(Pointing dataset records)
========================================================================
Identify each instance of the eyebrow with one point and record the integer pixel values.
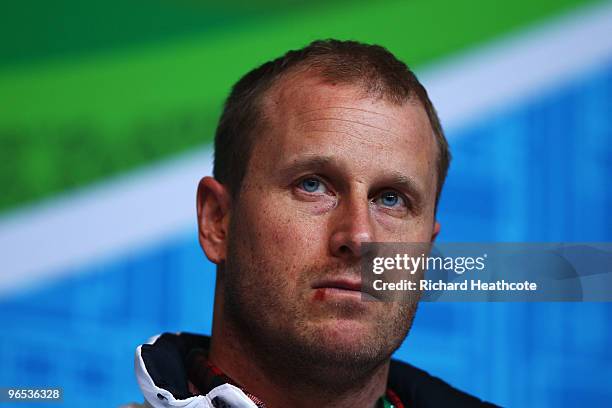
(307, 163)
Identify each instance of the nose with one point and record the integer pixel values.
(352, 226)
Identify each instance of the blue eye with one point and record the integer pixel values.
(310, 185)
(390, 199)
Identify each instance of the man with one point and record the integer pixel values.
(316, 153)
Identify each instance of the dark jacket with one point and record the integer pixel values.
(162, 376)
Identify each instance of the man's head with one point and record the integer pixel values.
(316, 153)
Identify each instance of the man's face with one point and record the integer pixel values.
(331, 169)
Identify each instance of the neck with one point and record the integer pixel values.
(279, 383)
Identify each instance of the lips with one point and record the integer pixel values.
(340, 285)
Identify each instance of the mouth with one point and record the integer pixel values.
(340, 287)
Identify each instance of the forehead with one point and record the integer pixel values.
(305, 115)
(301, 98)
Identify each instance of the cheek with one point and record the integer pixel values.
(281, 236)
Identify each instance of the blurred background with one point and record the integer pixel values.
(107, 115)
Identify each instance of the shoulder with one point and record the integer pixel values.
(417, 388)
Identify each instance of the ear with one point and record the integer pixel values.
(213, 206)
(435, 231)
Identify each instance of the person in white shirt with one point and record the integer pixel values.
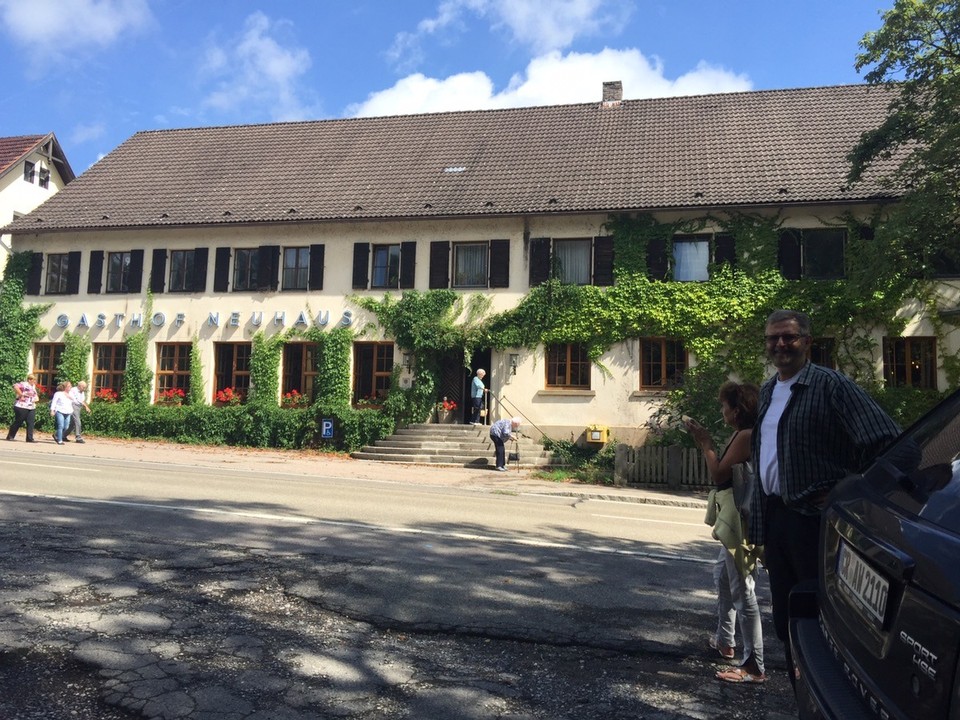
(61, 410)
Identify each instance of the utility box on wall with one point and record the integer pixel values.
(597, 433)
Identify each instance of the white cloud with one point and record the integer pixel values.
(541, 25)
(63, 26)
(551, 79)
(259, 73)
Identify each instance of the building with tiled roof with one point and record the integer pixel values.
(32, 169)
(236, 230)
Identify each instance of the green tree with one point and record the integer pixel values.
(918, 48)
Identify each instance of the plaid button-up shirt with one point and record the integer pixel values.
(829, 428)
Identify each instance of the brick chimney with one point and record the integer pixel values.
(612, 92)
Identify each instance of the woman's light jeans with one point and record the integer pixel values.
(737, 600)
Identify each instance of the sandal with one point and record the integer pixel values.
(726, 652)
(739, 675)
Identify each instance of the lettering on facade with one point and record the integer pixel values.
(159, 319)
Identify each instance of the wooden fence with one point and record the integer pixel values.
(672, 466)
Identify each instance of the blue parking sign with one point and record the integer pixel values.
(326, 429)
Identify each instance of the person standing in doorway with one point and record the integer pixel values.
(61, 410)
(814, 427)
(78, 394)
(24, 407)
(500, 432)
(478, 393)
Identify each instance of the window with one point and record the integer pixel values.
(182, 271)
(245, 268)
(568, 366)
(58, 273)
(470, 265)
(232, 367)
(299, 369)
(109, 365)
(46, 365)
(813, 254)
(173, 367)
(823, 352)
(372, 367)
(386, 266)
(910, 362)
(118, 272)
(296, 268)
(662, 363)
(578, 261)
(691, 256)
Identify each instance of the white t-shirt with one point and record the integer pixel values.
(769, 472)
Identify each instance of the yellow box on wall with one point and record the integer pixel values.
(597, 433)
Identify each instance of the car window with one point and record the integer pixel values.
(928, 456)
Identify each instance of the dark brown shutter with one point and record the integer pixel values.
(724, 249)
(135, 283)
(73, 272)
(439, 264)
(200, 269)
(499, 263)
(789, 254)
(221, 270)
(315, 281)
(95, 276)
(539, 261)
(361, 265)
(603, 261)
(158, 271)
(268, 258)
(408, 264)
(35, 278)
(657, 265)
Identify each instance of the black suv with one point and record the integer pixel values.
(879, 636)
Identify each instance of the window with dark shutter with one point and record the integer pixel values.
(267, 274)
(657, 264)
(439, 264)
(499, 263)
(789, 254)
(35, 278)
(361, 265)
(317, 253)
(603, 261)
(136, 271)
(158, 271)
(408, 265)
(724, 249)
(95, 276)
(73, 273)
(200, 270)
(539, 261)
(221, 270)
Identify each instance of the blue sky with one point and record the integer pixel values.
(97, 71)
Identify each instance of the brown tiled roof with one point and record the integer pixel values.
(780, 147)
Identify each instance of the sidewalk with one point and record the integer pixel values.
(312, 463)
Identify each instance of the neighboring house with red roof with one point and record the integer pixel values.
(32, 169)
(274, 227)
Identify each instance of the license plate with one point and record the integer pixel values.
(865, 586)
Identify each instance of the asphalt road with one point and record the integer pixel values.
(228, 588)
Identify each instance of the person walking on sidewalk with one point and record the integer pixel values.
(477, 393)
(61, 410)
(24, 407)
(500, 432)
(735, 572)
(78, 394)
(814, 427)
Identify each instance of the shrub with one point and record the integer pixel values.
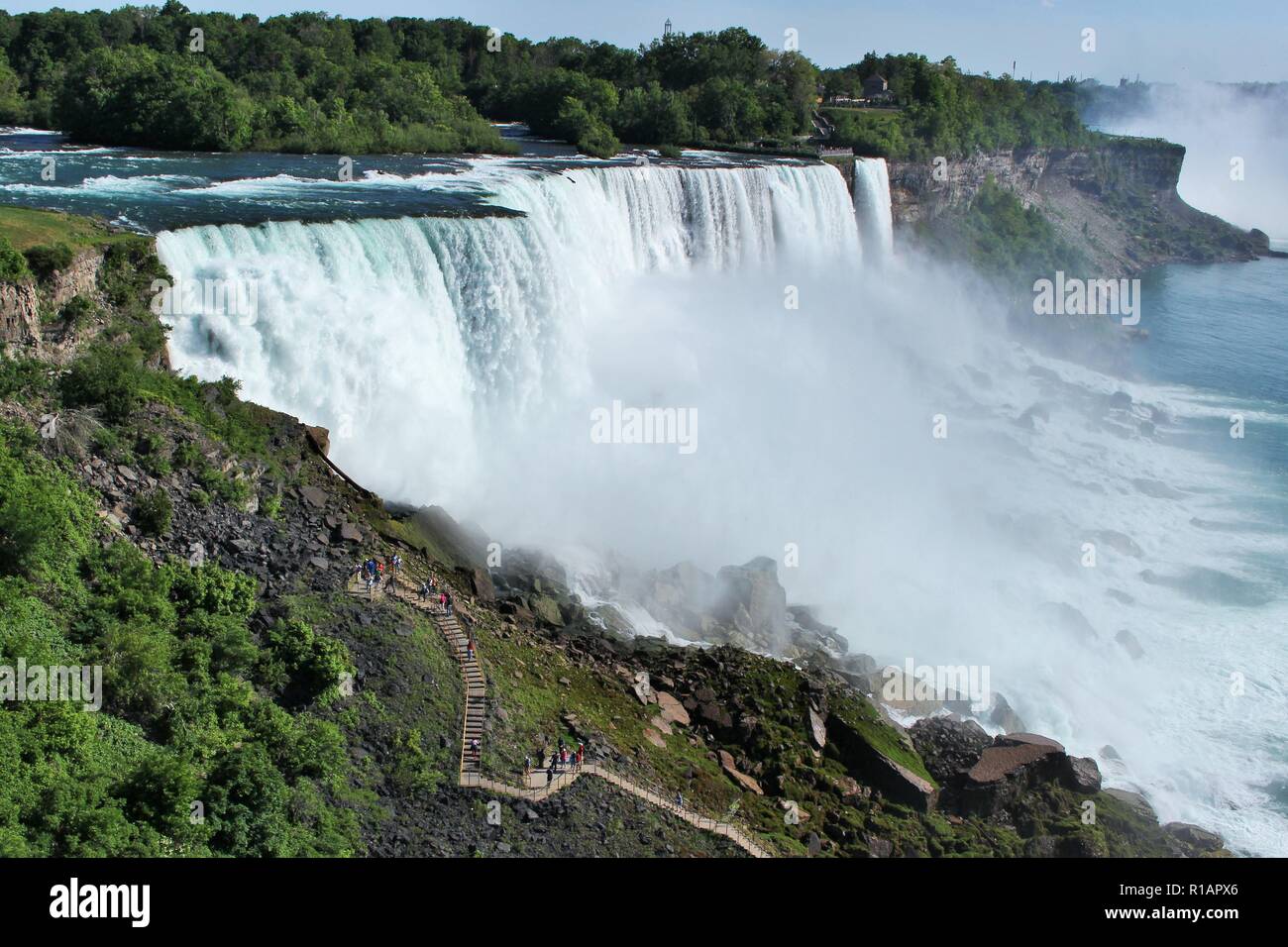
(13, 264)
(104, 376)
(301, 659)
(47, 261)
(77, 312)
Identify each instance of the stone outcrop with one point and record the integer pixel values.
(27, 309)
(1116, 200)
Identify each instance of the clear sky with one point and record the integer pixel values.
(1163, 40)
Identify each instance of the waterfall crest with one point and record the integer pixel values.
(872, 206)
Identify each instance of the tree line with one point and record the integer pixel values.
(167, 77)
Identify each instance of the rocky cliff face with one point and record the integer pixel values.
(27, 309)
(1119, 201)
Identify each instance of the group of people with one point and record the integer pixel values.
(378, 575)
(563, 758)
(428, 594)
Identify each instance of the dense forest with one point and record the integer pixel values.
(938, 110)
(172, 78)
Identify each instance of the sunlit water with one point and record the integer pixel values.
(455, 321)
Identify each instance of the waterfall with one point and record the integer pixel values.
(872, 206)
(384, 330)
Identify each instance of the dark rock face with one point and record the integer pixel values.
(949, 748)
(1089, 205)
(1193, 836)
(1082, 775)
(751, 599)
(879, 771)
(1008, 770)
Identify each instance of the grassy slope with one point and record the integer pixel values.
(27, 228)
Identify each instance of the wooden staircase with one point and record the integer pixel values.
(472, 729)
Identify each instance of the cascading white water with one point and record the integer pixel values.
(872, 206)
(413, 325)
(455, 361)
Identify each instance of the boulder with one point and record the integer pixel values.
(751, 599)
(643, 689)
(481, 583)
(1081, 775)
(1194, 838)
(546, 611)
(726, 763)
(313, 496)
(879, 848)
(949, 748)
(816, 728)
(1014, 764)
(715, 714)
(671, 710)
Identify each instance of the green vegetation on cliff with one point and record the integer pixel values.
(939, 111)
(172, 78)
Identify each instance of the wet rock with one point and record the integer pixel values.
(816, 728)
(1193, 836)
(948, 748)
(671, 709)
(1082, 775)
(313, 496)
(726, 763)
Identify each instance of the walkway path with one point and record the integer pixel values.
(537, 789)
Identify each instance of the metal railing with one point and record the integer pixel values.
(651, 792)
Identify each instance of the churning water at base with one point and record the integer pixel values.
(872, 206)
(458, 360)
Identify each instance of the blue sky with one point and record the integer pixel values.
========================================================================
• Aim of the task: Duplicate all of the items above line for line, with no changes, but omit the pictures.

• Answer to this exercise:
Identify each instance of the eyebrow with one point and record the integer pixel values.
(307, 163)
Identify each instance of the nose with one point and record the integer pixel values.
(352, 226)
Identify each instance of the blue eye with one point and record the integer pixel values.
(310, 185)
(390, 199)
Identify each instance of the man with one point and record the integer pixel values.
(316, 153)
Identify each instance of the dark jacket with one point and record the integer pixel values.
(162, 376)
Identify each instance of the man's head with one point and record the integer pixel values.
(316, 153)
Identify each instance of the man's face with one point and record the integer pixel values.
(331, 169)
Identify each instance of the neck with one point and record the integer pixel values.
(279, 383)
Identify each instance of the lips with one point and record the integer pixel values.
(340, 285)
Identify each instance of the mouth with one point and record the integer pixel values.
(340, 287)
Identify each instance of the forehead with one point and record the integer pixel values.
(305, 115)
(301, 98)
Identify each instance of the cheek with one point and record the integer pixel values.
(281, 236)
Identify each instance of the blurred background with one point and record the integer pixel values.
(107, 115)
Identify each instance of the shoulder with one point and record the integer pixel values.
(417, 388)
Identify each instance of the ear with one point and record the integer pixel values.
(213, 206)
(435, 231)
Identify each instance of the person in white shirt with one point and record the integer pixel values.
(61, 410)
Identify each instance of the utility box on wall with one point and record the integer pixel values.
(597, 433)
Identify each instance of the white cloud with one point and record the integer pixel values.
(541, 25)
(63, 26)
(551, 79)
(259, 73)
Identify each instance of the building with tiled roof with one point and record the integer pixel values.
(32, 169)
(236, 230)
Identify each instance of the green tree with one point and record the integer pixel values.
(918, 48)
Identify each instance of the plaid button-up shirt with one point and record the integer pixel values.
(829, 428)
Identify each instance of the brick chimney with one point and record the integer pixel values.
(612, 92)
Identify each instance of the woman's light jeans with one point and record the integer pixel values.
(737, 600)
Identify each instance of the sandal with one point and record the integer pixel values.
(726, 652)
(739, 675)
Identify each instance of the lettering on facade with one point and record the integer pixel values.
(159, 319)
Identify each instance of the wooden fence with one point and record the integer pixel values.
(672, 466)
Identify each instance of the blue parking sign with one point and record the integer pixel values.
(326, 429)
Identify each instance of the person standing in doorway with one point and record the integer pixel values.
(61, 410)
(814, 427)
(78, 394)
(24, 407)
(500, 432)
(478, 393)
Identify each instance of the window with one point and record the integer pixel values.
(182, 271)
(245, 268)
(568, 366)
(58, 273)
(470, 265)
(232, 367)
(299, 369)
(109, 365)
(46, 365)
(813, 254)
(173, 367)
(823, 352)
(372, 367)
(386, 266)
(910, 362)
(118, 272)
(296, 268)
(662, 363)
(578, 261)
(691, 256)
Identify each instance of the white t-shirt with one point and record the integer pixel values.
(769, 472)
Identify each instance of the yellow box on wall with one point and record the integer pixel values.
(597, 433)
Identify each instance of the car window with one point and record the integer pixel values.
(928, 456)
Identify each instance of the dark brown shutter with one point and record the integer pixel values.
(724, 249)
(135, 283)
(73, 272)
(439, 264)
(200, 269)
(499, 263)
(789, 254)
(221, 270)
(315, 281)
(95, 276)
(539, 261)
(361, 265)
(603, 261)
(158, 271)
(268, 258)
(408, 264)
(35, 278)
(657, 265)
Identify each instance of the black suv with one point and record the integer pixel values.
(879, 636)
Identify each instance of the window with dark shutter with one point and record the integer pixel values.
(267, 274)
(657, 264)
(439, 264)
(499, 263)
(789, 254)
(35, 278)
(361, 265)
(317, 253)
(603, 261)
(136, 271)
(158, 271)
(408, 265)
(724, 249)
(95, 276)
(73, 273)
(200, 270)
(539, 261)
(221, 270)
Identify each instance of the blue sky with one point and record the integer pixel values.
(97, 71)
Identify each instance of the brown tiled roof with one point and record the integer pixel values.
(780, 147)
Identify each instance of the sidewalk with one point and record the integer pixel values.
(312, 463)
Identify each instance of the neighboring house with red roof with one point and record the integer pixel values.
(32, 169)
(274, 227)
Identify each instance of the license plate with one point and record the integer pixel values.
(865, 586)
Identify each instance of the asphalt road with one point and record the integer pixel values.
(228, 588)
Identify each instance of the person walking on sidewalk with one point and record the integer pixel values.
(477, 393)
(61, 410)
(24, 407)
(500, 432)
(735, 572)
(78, 394)
(814, 427)
Identify each instance of the shrub with one point and record the integer pixel values.
(13, 264)
(104, 376)
(301, 659)
(47, 261)
(77, 312)
Identify each instance of the stone outcrop with one point and record the integer pixel values.
(27, 309)
(1116, 200)
Identify each instance of the clear sky with one point and record the integer pixel values.
(1163, 40)
Identify each instance of the waterfall crest with one point and record the integer pixel values.
(872, 206)
Identify each instance of the tree line with one point and record the integer pixel values.
(167, 77)
Identify each instance of the rocky cliff face with one point and record the integer pixel values.
(27, 309)
(1119, 201)
Identify each instance of the group of people with one point and record the integer pixel values.
(378, 575)
(563, 758)
(428, 594)
Identify each instance of the dense forest with one point and record the integer pixel values.
(938, 110)
(172, 78)
Identify each instance of the sunlit water with one point and record the integer pixel values.
(455, 321)
Identify each instance of the waterfall with one point and record the integer pixel values.
(872, 206)
(384, 330)
Identify each instance of the dark rock face with one point and record the integer pixel values.
(949, 748)
(1089, 205)
(1193, 836)
(1082, 775)
(751, 599)
(879, 771)
(1008, 770)
Identify each instance of the grassy slope with one point and record the integer pixel values.
(27, 228)
Identify each instance of the wooden staircase with one point and record the integer pixel values.
(472, 729)
Identify each instance of the cascading white water with one point and record the integer pixel values.
(872, 206)
(413, 325)
(455, 361)
Identify each instance of the boulder with one point and record the integer pixel values.
(751, 599)
(643, 689)
(481, 583)
(1081, 775)
(1194, 838)
(546, 611)
(726, 763)
(313, 496)
(879, 848)
(949, 748)
(816, 728)
(1014, 764)
(715, 714)
(671, 710)
Identify each instance of the green vegetation on cliff with one point and record the integer pixel values.
(939, 111)
(172, 78)
Identify each instance of the wet rock with one point and record the integer pixel values.
(816, 728)
(1193, 836)
(948, 748)
(671, 709)
(1082, 775)
(313, 496)
(726, 763)
Identify each instance of the walkway path with one point and record the integer pixel values.
(537, 789)
Identify each instance of the metal railing with one point and record the integer pixel values.
(651, 792)
Identify each instance of the churning water at base with one point and record the integer pixel values.
(872, 206)
(458, 360)
Identify each instance of the blue sky with one point and record the integer pixel values.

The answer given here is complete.